抜粋本文 –
━━━
私はtwitterで宮崎県の東国原知事のアカウント(@higashitiji)をフォローしているので、口蹄疫の発生とその問題については早くから興味関心を持つ事ができた。私をフォローしている人から、何度も口蹄疫関連のRTをせよと、しつこく迫る人もいたが、twitter界隈の人たちは私がRTなぞしなくとも、早くから問題に気づいていると思っていたのだ。

しかも、マスコミ報道などの安易な姿勢ばかりを見ていると事の本質を見誤る。私がこの問題について発言をこれまで控えてきたのも、色々と忙しくそこまで調べる時間が無かったせいだ。週末多少余裕が出たので色々と調べてみた。

そもそも口蹄疫の原因となるのはウィルスである。世間的に影響がある人がブログなどで「菌」が伝播するなどと書いているのを見かけるが、「菌」といえばそれは普通は細菌のことであり、ウィルスはもっと小さい病原体で単独では生存することが出来ない。基本的に他の生物の細胞内に寄生して増殖し、伝播する。生物細胞のように核と細胞質を持たず、核内の遺伝物質であるDNAやRNAとそれを包む殻からなる物体がウィルスの正体である。

野口英世が最後まで見つけられず、最後は自身が罹患した黄熱病の正体もウィルスだったが、細菌説を唱えた野口が見つけられないのも当然である。当時の科学水準ではウィルスのような極小の病原体を分離することは不可能だったからだ。しかし、その19世紀の末期、ウィルスらしき病原体が存在することは状況証拠から分かってきた。今回問題になる口蹄疫もそのときにウィルス説が非常に有力になった。
━━━
データセットの項目
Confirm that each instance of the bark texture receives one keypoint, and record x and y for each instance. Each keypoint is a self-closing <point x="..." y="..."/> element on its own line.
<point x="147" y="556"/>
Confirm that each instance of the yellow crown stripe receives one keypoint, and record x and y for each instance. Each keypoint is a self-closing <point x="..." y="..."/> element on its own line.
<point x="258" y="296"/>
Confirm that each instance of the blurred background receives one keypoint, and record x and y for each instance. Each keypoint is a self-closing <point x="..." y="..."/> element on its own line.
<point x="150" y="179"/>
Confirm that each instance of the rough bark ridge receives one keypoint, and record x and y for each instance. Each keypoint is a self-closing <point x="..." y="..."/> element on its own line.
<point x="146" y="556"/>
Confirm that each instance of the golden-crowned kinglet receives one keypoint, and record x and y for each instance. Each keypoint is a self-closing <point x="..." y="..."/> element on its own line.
━━━
取り組む課題 –
1 > 口蹄疫についての文章で、筆者がtwitterでフォローしているのは誰のアカウントか。
2 > 口蹄疫についての文章のうち、「私はtwitterで宮崎県の」から始まり「が出たので色々と調べてみた。」まで続く部分を、一字も変えずに書き出せ。
データセットの各行は、本文の内容とは無関係です。

各問の解答 –
1 > 宮崎県の東国原知事のアカウント(@higashitiji)。

2 >
私はtwitterで宮崎県の東国原知事のアカウント(@higashitiji)をフォローしているので、口蹄疫の発生とその問題については早くから興味関心を持つ事ができた。私をフォローしている人から、何度も口蹄疫関連のRTをせよと、しつこく迫る人もいたが、twitter界隈の人たちは私がRTなぞしなくとも、早くから問題に気づいていると思っていたのだ。

しかも、マスコミ報道などの安易な姿勢ばかりを見ていると事の本質を見誤る。私がこの問題について発言をこれまで控えてきたのも、色々と忙しくそこまで調べる時間が無かったせいだ。週末多少余裕が出たので色々と調べてみた。